Start of Material

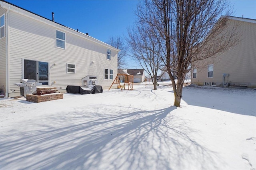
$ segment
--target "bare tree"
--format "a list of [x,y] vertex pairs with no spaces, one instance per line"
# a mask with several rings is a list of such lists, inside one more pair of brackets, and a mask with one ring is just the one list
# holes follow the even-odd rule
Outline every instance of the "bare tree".
[[143,21],[138,21],[135,28],[128,30],[127,41],[131,49],[131,57],[138,61],[150,76],[154,89],[157,89],[159,68],[162,67],[162,55],[157,39],[158,32]]
[[228,7],[226,0],[144,0],[138,6],[139,20],[157,30],[158,39],[164,41],[159,43],[163,45],[163,61],[172,83],[174,106],[180,107],[186,74],[192,64],[238,42],[237,27],[226,29]]
[[127,54],[127,47],[123,39],[119,36],[113,36],[106,43],[121,50],[118,55],[117,66],[118,69],[122,68],[125,64],[124,57]]

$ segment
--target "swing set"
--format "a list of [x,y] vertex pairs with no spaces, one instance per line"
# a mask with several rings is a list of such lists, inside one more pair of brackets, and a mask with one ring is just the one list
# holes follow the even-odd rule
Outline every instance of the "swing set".
[[[124,78],[124,84],[122,85],[121,84],[121,82],[119,80],[120,78]],[[118,84],[119,87],[120,87],[121,90],[122,92],[123,91],[123,89],[125,90],[125,86],[126,85],[128,86],[128,89],[127,90],[133,90],[133,75],[126,74],[117,74],[116,78],[115,78],[113,83],[112,83],[112,84],[111,84],[111,86],[110,86],[110,87],[108,89],[109,90],[111,88],[111,87],[112,87],[113,84]]]

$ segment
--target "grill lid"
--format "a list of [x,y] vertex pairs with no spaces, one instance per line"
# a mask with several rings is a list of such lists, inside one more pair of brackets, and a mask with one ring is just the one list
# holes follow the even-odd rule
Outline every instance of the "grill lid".
[[20,79],[20,81],[21,82],[23,83],[35,83],[36,82],[36,80],[34,79]]

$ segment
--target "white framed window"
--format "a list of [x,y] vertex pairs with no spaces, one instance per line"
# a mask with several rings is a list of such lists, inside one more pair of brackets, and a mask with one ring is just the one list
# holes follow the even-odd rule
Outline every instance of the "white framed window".
[[109,69],[109,79],[113,80],[113,70]]
[[104,69],[104,79],[108,80],[108,69]]
[[66,33],[56,30],[56,47],[65,49],[66,48]]
[[107,49],[107,59],[110,60],[111,59],[111,50]]
[[193,78],[196,78],[196,68],[194,68],[193,69]]
[[75,73],[76,72],[76,64],[67,63],[67,72]]
[[0,17],[0,38],[5,36],[4,14]]
[[208,78],[213,77],[213,64],[208,65]]

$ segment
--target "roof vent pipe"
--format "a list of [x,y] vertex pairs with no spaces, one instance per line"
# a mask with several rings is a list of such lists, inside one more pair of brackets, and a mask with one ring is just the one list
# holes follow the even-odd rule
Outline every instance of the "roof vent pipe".
[[54,13],[52,12],[52,21],[54,22]]

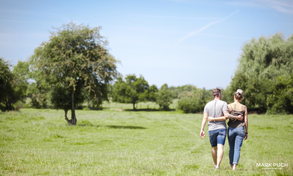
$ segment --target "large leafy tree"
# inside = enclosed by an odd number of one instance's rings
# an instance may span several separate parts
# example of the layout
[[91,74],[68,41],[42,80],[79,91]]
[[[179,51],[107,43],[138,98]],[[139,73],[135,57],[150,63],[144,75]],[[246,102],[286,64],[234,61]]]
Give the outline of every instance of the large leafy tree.
[[64,25],[52,32],[31,57],[50,86],[52,103],[64,110],[69,124],[76,124],[75,109],[84,100],[83,91],[92,99],[107,100],[106,88],[117,74],[117,61],[109,53],[100,29],[72,23]]
[[125,81],[122,77],[118,78],[113,87],[112,100],[122,103],[131,103],[133,109],[135,104],[140,101],[155,101],[155,93],[158,89],[155,86],[150,87],[142,76],[136,77],[134,75],[127,75]]
[[[293,73],[293,35],[287,40],[280,33],[253,39],[243,50],[238,67],[227,89],[230,101],[235,91],[241,89],[244,92],[243,103],[249,109],[271,113],[292,112],[289,110],[291,108],[286,107],[290,103],[285,100],[292,97],[292,83],[285,86],[284,80],[290,80]],[[286,94],[281,93],[287,90],[291,92]]]

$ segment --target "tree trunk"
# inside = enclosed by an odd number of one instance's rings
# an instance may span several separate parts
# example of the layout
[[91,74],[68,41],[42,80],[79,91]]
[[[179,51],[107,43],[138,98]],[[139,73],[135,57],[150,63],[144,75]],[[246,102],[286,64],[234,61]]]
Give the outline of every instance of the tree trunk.
[[5,108],[6,109],[6,111],[8,111],[8,109],[7,106],[8,105],[7,104],[7,97],[5,97]]
[[71,125],[71,123],[70,123],[70,121],[68,119],[68,118],[67,117],[67,111],[68,110],[65,109],[64,109],[64,112],[65,112],[65,120],[66,120],[66,121],[67,121],[68,124],[69,125]]
[[72,90],[72,93],[71,94],[71,100],[72,106],[71,107],[71,125],[76,125],[76,118],[75,117],[75,109],[74,105],[74,88]]

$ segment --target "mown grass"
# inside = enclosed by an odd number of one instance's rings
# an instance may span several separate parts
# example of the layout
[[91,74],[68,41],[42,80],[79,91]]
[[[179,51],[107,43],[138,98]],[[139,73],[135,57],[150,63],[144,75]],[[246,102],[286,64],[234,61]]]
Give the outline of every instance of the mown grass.
[[[215,171],[208,138],[199,135],[202,114],[77,110],[77,125],[71,126],[63,114],[0,114],[0,175],[292,174],[292,115],[250,115],[237,170],[230,168],[226,140],[221,170]],[[289,165],[267,170],[259,163]]]

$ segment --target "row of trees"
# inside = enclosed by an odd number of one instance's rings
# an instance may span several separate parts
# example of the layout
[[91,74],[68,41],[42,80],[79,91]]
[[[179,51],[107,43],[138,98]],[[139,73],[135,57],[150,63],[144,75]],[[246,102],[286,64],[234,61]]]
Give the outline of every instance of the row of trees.
[[138,102],[156,102],[161,109],[169,109],[173,98],[166,84],[162,86],[159,91],[155,85],[150,86],[142,76],[137,78],[134,75],[128,75],[125,80],[120,76],[113,85],[111,94],[113,101],[132,104],[134,109]]
[[[109,53],[100,29],[64,25],[35,49],[29,60],[19,61],[13,71],[0,58],[1,110],[12,110],[17,101],[29,97],[32,107],[62,109],[67,122],[75,124],[76,108],[86,102],[96,109],[110,97],[114,101],[132,104],[134,109],[138,102],[150,101],[168,109],[173,100],[178,99],[178,108],[186,113],[202,111],[212,99],[211,90],[190,85],[168,87],[165,84],[159,89],[142,76],[123,78],[118,74],[117,61]],[[253,39],[243,51],[230,85],[222,89],[223,100],[232,102],[240,88],[244,91],[243,103],[249,110],[293,113],[293,35],[287,40],[280,34]]]
[[243,47],[239,65],[226,89],[229,101],[244,90],[243,103],[251,110],[293,113],[293,35],[254,39]]

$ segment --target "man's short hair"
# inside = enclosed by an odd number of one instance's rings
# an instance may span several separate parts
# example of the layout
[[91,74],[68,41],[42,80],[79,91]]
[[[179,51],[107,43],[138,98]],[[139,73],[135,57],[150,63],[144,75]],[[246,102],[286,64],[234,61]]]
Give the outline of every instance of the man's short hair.
[[213,96],[214,97],[218,97],[220,93],[221,89],[215,89],[213,91]]

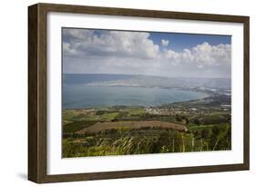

End of Material

▶ What to do
Collect and copy every line above that contains the word "white", keeping each one unchanged.

▶ Response to the exercise
--target "white framed window"
Outline every instance of the "white framed window".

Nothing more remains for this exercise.